JAVA网络爬虫基础

网络爬虫概述：

在大数据时代，信息的采集是一项重要的工作，而互联网中的数据是海量的，如果单纯靠人力进行信息采集，不仅低效繁琐，搜集的成本也会提高。如何自动高效地获取互联网中我们感兴趣的信息并为我们所用是一个重要的问题，而爬虫技术就是为了解决这些问题而生的。
网络爬虫（Web crawler）也叫做网络机器人，可以代替人们自动地在互联网中进行数据信息的采集与整理。它是一种按照一定的规则，自动地抓取万维网信息的程序或者脚本，可以自动采集所有其能够访问到的页面内容，以获取相关数据。
从功能上来讲，爬虫一般分为数据采集，处理，储存三个部分。爬虫从一个或若干初始网页的URL开始，获得初始网页上的URL，在抓取网页的过程中，不断从当前页面上抽取新的URL放入队列,直到满足系统的一定停止条件。

1 入门案例

1.1 环境配置

pom配置

<dependencies>
    <dependency>
        <groupId>org.apache.httpcomponents</groupId>
        <artifactId>httpclient</artifactId>
        <version>4.5.3</version>
    </dependency>
    <dependency>
        <groupId>org.jsoup</groupId>
        <artifactId>jsoup</artifactId>
        <version>1.10.3</version>
    </dependency>
    <dependency>
        <groupId>junit</groupId>
        <artifactId>junit</artifactId>
        <version>4.12</version>
    </dependency>
    <dependency>
        <groupId>org.apache.commons</groupId>
        <artifactId>commons-lang3</artifactId>
        <version>3.7</version>
    </dependency>
    <dependency>
        <groupId>commons-io</groupId>
        <artifactId>commons-io</artifactId>
        <version>2.6</version>
    </dependency>
    <dependency>
        <groupId>org.slf4j</groupId>
        <artifactId>slf4j-log4j12</artifactId>
        <version>1.7.25</version>
    </dependency>

</dependencies>

log4j.properties配置

log4j.rootLogger=DEBUG,A1
log4j.logger.cn.itcast = DEBUG

log4j.appender.A1=org.apache.log4j.ConsoleAppender
log4j.appender.A1.layout=org.apache.log4j.PatternLayout
log4j.appender.A1.layout.ConversionPattern=%-d{yyyy-MM-dd HH:mm:ss,SSS} [%t] [%c]-[%p] %m%n

1.2 代码编写

@Test
public void SCrawler()throws Exception{
    CloseableHttpClient httpClient = HttpClients.createDefault();

    HttpGet httpGet = new HttpGet("http://www.itcast.cn/");

    CloseableHttpResponse response = httpClient.execute(httpGet);

    if (response.getStatusLine().getStatusCode() == 200){
        String html = EntityUtils.toString(response.getEntity(),"UTF-8");

        System.out.println(html);
    }

    httpClient.close();
    httpGet.clone();
}

结果为该网页的网页源代码

2 HttpClient

概述：网络爬虫就是用程序帮助我们访问网络上的资源，我们一直以来都是使用HTTP协议访问互联网的网页，网络爬虫需要编写程序，在这里使用同样的HTTP协议访问网页。这里我们使用Java的HTTP协议客户端 HttpClient这个技术，来实现抓取网页数据。

____

待办任务 –
改写这篇关于Java网络爬虫的文字中的一段：从含有“网络爬虫（Web crawl”的那几个字开始，到“直到满足系统的一定停止条件。”之后结束，并将其中的“队列”换成“列表”。

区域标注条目

____

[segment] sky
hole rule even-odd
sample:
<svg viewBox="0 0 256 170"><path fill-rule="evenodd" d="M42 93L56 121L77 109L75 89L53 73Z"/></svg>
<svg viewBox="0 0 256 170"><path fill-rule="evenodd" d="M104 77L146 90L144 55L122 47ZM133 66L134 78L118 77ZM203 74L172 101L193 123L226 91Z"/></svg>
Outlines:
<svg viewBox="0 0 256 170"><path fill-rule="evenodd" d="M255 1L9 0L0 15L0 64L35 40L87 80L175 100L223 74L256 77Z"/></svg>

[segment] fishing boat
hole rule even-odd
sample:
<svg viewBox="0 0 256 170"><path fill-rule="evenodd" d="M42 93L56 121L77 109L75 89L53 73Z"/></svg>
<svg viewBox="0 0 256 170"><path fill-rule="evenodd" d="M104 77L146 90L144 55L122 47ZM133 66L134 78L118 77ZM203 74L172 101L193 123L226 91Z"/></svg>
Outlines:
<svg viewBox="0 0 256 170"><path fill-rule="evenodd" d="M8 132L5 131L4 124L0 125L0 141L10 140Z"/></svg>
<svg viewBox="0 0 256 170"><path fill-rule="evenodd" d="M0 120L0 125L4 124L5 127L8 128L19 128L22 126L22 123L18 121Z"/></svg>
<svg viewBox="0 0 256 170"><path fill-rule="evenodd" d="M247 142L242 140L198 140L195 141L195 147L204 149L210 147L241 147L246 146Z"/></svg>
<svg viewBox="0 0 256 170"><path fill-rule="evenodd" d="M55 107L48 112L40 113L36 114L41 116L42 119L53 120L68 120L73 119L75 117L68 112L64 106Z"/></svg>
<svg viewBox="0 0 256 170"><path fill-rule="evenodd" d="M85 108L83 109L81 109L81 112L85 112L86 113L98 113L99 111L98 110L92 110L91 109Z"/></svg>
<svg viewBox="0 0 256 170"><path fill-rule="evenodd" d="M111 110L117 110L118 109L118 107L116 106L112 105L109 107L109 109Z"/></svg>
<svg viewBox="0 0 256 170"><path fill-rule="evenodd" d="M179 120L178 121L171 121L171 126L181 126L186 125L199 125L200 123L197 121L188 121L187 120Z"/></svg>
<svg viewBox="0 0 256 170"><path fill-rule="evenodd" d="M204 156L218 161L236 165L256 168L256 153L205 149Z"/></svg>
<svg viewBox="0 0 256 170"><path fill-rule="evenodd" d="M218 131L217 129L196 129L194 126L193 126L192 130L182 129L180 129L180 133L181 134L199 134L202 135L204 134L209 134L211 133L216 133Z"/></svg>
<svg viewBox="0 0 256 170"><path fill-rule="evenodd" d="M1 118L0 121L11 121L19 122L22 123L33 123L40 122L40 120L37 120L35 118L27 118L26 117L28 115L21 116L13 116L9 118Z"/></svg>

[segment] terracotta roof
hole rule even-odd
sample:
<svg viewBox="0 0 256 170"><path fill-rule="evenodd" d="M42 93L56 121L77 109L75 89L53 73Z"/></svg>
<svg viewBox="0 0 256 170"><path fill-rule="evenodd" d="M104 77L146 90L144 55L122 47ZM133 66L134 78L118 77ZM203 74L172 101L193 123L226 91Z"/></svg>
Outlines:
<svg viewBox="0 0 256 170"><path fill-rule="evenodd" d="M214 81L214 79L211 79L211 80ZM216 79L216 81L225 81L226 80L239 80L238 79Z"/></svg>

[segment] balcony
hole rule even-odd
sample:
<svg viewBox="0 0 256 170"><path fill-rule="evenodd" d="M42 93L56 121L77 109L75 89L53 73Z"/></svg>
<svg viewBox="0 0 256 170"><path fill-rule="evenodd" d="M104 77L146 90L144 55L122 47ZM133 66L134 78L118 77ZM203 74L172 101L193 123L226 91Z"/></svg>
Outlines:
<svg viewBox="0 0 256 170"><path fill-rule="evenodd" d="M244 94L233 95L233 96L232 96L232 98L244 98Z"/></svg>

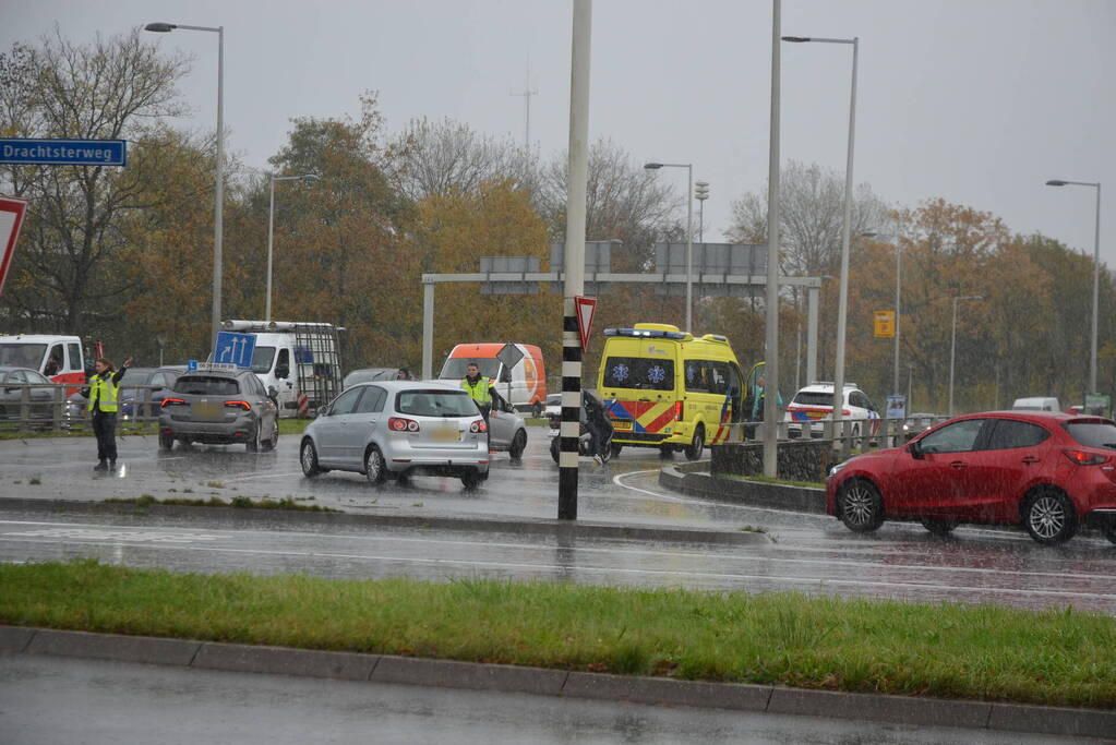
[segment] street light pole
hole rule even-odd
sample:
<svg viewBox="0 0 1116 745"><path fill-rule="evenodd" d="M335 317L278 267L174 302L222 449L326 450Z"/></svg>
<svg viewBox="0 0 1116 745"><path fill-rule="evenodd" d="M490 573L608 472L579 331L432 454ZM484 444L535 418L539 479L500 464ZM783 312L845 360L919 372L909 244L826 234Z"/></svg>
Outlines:
<svg viewBox="0 0 1116 745"><path fill-rule="evenodd" d="M1100 300L1100 182L1099 181L1062 181L1051 178L1047 186L1095 186L1097 190L1097 222L1093 236L1093 335L1089 348L1089 394L1097 393L1097 320Z"/></svg>
<svg viewBox="0 0 1116 745"><path fill-rule="evenodd" d="M953 298L953 328L950 340L950 416L953 416L953 361L958 351L958 301L983 300L979 294L962 294Z"/></svg>
<svg viewBox="0 0 1116 745"><path fill-rule="evenodd" d="M709 182L694 183L694 199L698 200L698 242L705 241L705 200L709 199Z"/></svg>
<svg viewBox="0 0 1116 745"><path fill-rule="evenodd" d="M263 310L263 320L271 321L271 248L275 243L275 224L276 224L276 182L277 181L304 181L312 182L318 181L318 177L312 173L302 174L301 176L276 176L273 173L269 174L271 182L271 199L268 202L268 299L266 308Z"/></svg>
<svg viewBox="0 0 1116 745"><path fill-rule="evenodd" d="M853 47L853 87L848 104L848 153L845 164L845 229L840 246L840 291L837 302L837 362L834 375L834 432L840 427L841 408L845 404L845 329L848 321L848 243L853 214L853 145L856 134L856 68L859 58L860 39L824 39L818 37L785 36L783 41L847 43ZM844 448L843 448L844 449Z"/></svg>
<svg viewBox="0 0 1116 745"><path fill-rule="evenodd" d="M181 23L147 23L144 30L166 33L175 29L186 31L214 31L217 33L217 203L213 214L213 313L210 341L217 349L217 333L221 329L221 264L222 220L224 213L224 27L183 26Z"/></svg>
<svg viewBox="0 0 1116 745"><path fill-rule="evenodd" d="M686 170L686 328L684 330L692 331L693 329L693 292L692 292L692 277L693 277L693 260L694 260L694 243L693 243L693 216L694 216L694 167L692 163L645 163L644 168L648 171L657 171L660 168L685 168Z"/></svg>

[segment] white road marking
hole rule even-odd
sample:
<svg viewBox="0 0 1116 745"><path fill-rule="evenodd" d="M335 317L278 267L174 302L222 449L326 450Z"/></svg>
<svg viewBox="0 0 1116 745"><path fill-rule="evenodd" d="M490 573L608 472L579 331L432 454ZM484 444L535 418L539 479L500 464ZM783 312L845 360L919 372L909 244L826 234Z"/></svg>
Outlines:
<svg viewBox="0 0 1116 745"><path fill-rule="evenodd" d="M118 458L121 463L124 463L124 458ZM166 461L185 461L185 455L180 455L175 457L158 458L157 463L164 463ZM6 463L4 467L16 467L16 468L30 468L33 471L44 471L52 468L88 468L93 471L93 466L96 464L88 458L80 458L77 461L70 461L69 463L54 463L49 465L41 465L39 463Z"/></svg>

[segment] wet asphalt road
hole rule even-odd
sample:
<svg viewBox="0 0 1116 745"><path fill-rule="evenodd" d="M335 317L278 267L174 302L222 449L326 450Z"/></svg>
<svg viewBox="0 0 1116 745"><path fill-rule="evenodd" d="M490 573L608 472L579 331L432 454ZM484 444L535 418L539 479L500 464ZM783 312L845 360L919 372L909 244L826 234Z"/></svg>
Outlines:
<svg viewBox="0 0 1116 745"><path fill-rule="evenodd" d="M465 492L450 478L419 477L369 487L359 474L304 478L297 438L277 453L193 447L161 454L154 437L127 437L112 474L92 471L85 438L0 442L4 496L103 500L137 497L292 497L365 514L554 517L557 467L546 430L530 428L522 464L493 456L485 485ZM679 456L681 457L681 456ZM686 587L811 594L989 602L1116 615L1116 546L1096 533L1049 549L1016 531L962 528L937 539L910 523L873 535L836 520L682 496L657 483L653 451L625 451L606 466L583 458L579 519L722 530L760 528L754 545L558 539L517 533L346 529L232 521L133 519L0 512L0 560L97 557L176 571L306 572L329 577L407 575L444 580L497 577L598 584ZM38 483L36 483L38 482Z"/></svg>
<svg viewBox="0 0 1116 745"><path fill-rule="evenodd" d="M0 742L1023 745L1081 742L0 654Z"/></svg>

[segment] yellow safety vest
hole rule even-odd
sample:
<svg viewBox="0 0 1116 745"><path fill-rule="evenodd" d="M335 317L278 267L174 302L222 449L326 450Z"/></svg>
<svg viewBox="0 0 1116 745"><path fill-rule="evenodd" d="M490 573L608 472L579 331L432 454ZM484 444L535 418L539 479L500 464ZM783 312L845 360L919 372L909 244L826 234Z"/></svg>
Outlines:
<svg viewBox="0 0 1116 745"><path fill-rule="evenodd" d="M116 394L121 389L119 385L113 383L113 373L93 376L89 381L89 410L100 401L100 410L107 413L116 412Z"/></svg>
<svg viewBox="0 0 1116 745"><path fill-rule="evenodd" d="M461 389L468 390L469 395L472 396L472 399L474 401L477 401L478 404L483 404L485 406L492 403L492 396L488 391L488 389L491 387L492 387L492 381L485 378L484 376L480 376L479 378L477 378L475 385L469 385L469 378L462 378L461 380Z"/></svg>

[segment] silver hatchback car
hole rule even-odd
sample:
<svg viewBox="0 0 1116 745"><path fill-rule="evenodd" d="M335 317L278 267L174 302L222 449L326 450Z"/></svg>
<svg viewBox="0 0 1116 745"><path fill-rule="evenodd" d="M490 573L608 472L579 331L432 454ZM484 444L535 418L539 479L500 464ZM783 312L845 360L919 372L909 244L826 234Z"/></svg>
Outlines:
<svg viewBox="0 0 1116 745"><path fill-rule="evenodd" d="M372 484L414 474L454 476L474 488L489 470L488 427L473 400L436 383L348 388L306 428L299 452L307 476L356 471Z"/></svg>

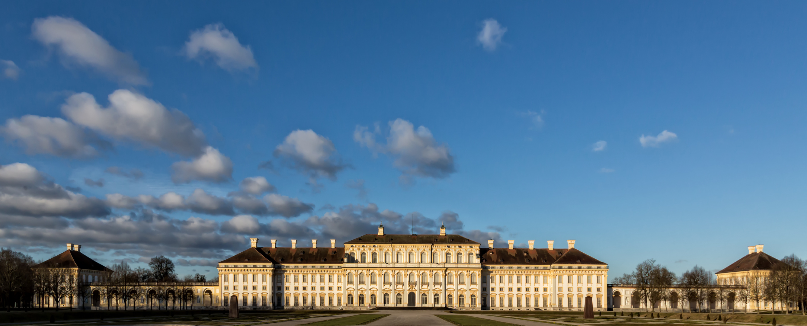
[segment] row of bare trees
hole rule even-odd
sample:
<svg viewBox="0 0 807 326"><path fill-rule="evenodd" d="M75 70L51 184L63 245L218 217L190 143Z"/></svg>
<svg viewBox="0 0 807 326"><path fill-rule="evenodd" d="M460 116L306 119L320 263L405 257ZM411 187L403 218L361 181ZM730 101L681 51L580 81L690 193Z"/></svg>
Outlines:
<svg viewBox="0 0 807 326"><path fill-rule="evenodd" d="M770 303L771 313L779 303L785 314L798 310L804 315L807 305L807 261L796 255L785 257L770 273L752 270L747 276L720 284L703 267L696 265L676 278L666 266L648 259L637 265L630 274L614 278L613 282L633 284L636 287L633 299L641 300L651 311L662 303L667 304L667 308L675 302L682 311L693 307L698 311L711 311L712 303L719 303L721 311L726 310L726 306L734 311L738 303L742 303L743 307L755 303L759 313Z"/></svg>

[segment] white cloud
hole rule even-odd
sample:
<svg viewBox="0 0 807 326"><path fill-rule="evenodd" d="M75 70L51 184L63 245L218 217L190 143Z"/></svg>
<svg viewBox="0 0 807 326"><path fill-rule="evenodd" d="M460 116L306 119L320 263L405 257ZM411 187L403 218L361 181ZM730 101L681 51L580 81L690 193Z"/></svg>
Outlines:
<svg viewBox="0 0 807 326"><path fill-rule="evenodd" d="M494 51L501 44L505 31L507 28L500 25L495 19L487 19L482 22L482 31L479 31L476 40L485 50Z"/></svg>
<svg viewBox="0 0 807 326"><path fill-rule="evenodd" d="M36 168L25 163L0 165L0 186L34 186L44 180Z"/></svg>
<svg viewBox="0 0 807 326"><path fill-rule="evenodd" d="M592 150L594 152L602 152L605 150L605 147L608 146L608 142L605 140L598 140L592 145Z"/></svg>
<svg viewBox="0 0 807 326"><path fill-rule="evenodd" d="M387 144L375 141L375 134L366 127L357 126L353 140L362 146L368 147L374 153L387 153L396 157L395 165L404 173L404 178L411 176L434 178L448 178L456 172L454 156L445 144L438 144L429 128L420 126L415 129L412 123L398 119L390 121L390 134Z"/></svg>
<svg viewBox="0 0 807 326"><path fill-rule="evenodd" d="M171 165L171 180L188 183L194 180L224 182L232 178L232 161L218 149L207 146L205 153L190 161L178 161Z"/></svg>
<svg viewBox="0 0 807 326"><path fill-rule="evenodd" d="M295 217L314 210L313 204L282 194L270 194L264 196L263 200L269 204L270 214L274 215Z"/></svg>
<svg viewBox="0 0 807 326"><path fill-rule="evenodd" d="M67 98L61 111L77 124L105 136L153 146L169 153L193 157L205 153L204 134L182 111L129 90L109 95L109 107L95 98L79 93Z"/></svg>
<svg viewBox="0 0 807 326"><path fill-rule="evenodd" d="M17 80L19 77L19 73L23 71L15 64L14 61L10 60L2 60L0 59L0 65L2 66L2 74L8 79Z"/></svg>
<svg viewBox="0 0 807 326"><path fill-rule="evenodd" d="M236 215L221 224L221 231L227 233L257 234L261 224L251 215Z"/></svg>
<svg viewBox="0 0 807 326"><path fill-rule="evenodd" d="M107 40L82 23L59 16L34 19L35 39L56 49L65 66L91 67L117 81L131 85L148 85L137 62L121 52Z"/></svg>
<svg viewBox="0 0 807 326"><path fill-rule="evenodd" d="M261 194L265 192L272 192L275 190L274 186L272 186L266 181L266 178L263 177L249 177L245 178L241 180L240 185L239 185L241 191L244 191L250 194Z"/></svg>
<svg viewBox="0 0 807 326"><path fill-rule="evenodd" d="M241 45L221 23L208 24L190 32L184 50L190 59L211 56L216 65L230 71L258 68L249 46Z"/></svg>
<svg viewBox="0 0 807 326"><path fill-rule="evenodd" d="M314 185L320 177L335 180L337 173L348 166L342 164L330 140L310 129L291 132L275 148L274 156L287 160L293 168L308 174Z"/></svg>
<svg viewBox="0 0 807 326"><path fill-rule="evenodd" d="M655 136L642 135L639 137L639 143L642 143L642 147L659 147L659 145L663 143L669 143L677 140L678 135L665 130Z"/></svg>
<svg viewBox="0 0 807 326"><path fill-rule="evenodd" d="M109 143L61 118L27 115L9 119L5 126L0 127L0 133L6 140L24 147L31 155L87 158L98 156L99 148L111 147Z"/></svg>

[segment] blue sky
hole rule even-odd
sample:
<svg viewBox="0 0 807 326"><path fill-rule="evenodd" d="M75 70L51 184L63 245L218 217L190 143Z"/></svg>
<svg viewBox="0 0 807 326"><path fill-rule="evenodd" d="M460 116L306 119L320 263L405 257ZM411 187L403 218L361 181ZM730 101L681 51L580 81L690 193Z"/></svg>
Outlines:
<svg viewBox="0 0 807 326"><path fill-rule="evenodd" d="M726 5L9 3L0 180L30 178L0 185L0 245L186 274L251 236L414 215L501 246L576 239L613 276L807 256L807 8Z"/></svg>

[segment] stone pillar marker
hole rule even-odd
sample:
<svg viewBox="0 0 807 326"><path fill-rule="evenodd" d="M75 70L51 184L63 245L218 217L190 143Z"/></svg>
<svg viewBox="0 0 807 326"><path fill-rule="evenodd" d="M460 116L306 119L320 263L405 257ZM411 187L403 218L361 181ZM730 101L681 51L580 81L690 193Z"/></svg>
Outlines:
<svg viewBox="0 0 807 326"><path fill-rule="evenodd" d="M594 319L594 307L592 303L592 297L586 297L586 305L583 308L583 318L587 320Z"/></svg>
<svg viewBox="0 0 807 326"><path fill-rule="evenodd" d="M230 318L238 318L238 297L230 296Z"/></svg>

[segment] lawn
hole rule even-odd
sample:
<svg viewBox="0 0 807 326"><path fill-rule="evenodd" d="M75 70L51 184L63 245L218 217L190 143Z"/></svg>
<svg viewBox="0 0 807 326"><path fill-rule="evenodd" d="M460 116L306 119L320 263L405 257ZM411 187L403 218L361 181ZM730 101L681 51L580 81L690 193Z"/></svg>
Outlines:
<svg viewBox="0 0 807 326"><path fill-rule="evenodd" d="M311 325L311 326L363 325L371 321L384 318L387 316L389 315L366 314L366 315L349 316L347 317L334 318L332 320L320 320L309 324L303 324L303 325Z"/></svg>
<svg viewBox="0 0 807 326"><path fill-rule="evenodd" d="M466 315L434 315L448 322L460 326L517 326L515 324L504 323L484 318L472 317Z"/></svg>

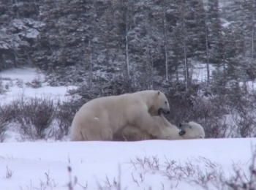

____

任务结果 –
网络爬虫（Web crawler）也叫做网络机器人，可以代替人们自动地在互联网中进行数据信息的采集与整理。它是一种按照一定的规则，自动地抓取万维网信息的程序或者脚本，可以自动采集所有其能够访问到的页面内容，以获取相关数据。
从功能上来讲，爬虫一般分为数据采集，处理，储存三个部分。爬虫从一个或若干初始网页的URL开始，获得初始网页上的URL，在抓取网页的过程中，不断从当前页面上抽取新的URL放入列表,直到满足系统的一定停止条件。